### THE DATA
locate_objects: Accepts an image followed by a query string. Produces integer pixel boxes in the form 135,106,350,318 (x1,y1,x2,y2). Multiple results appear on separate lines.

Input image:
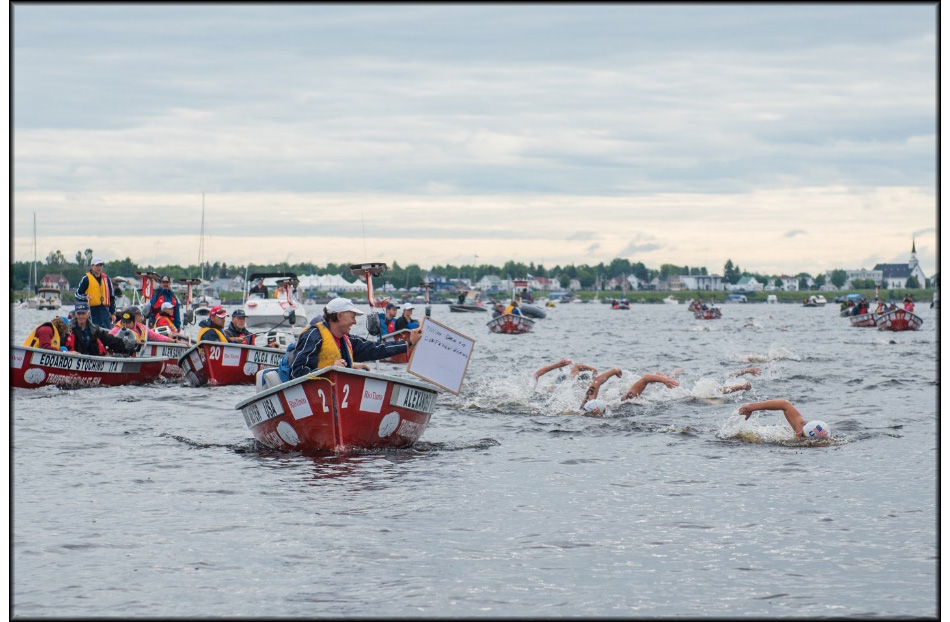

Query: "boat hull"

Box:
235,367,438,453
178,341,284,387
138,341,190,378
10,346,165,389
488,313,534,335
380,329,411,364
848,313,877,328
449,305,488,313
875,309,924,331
######
→ PROBLEM REQUIREMENTS
Format these lines as a numbered list, leaving out the blank lines and the pictures.

→ EXERCISE ANSWER
1. locate_objects: Accepts an image followed by a query string. Produces integer pixel boxes in the form 135,106,350,318 (x1,y1,x2,y2). Multiple results appear on separate lines.
2. Input image:
3. Query: "boat hull"
4. Box:
5. 235,367,438,453
6. 178,341,284,387
7. 138,341,190,378
8. 10,346,165,389
9. 488,313,534,335
10. 380,329,411,364
11. 848,313,877,328
12. 449,305,488,313
13. 875,309,924,331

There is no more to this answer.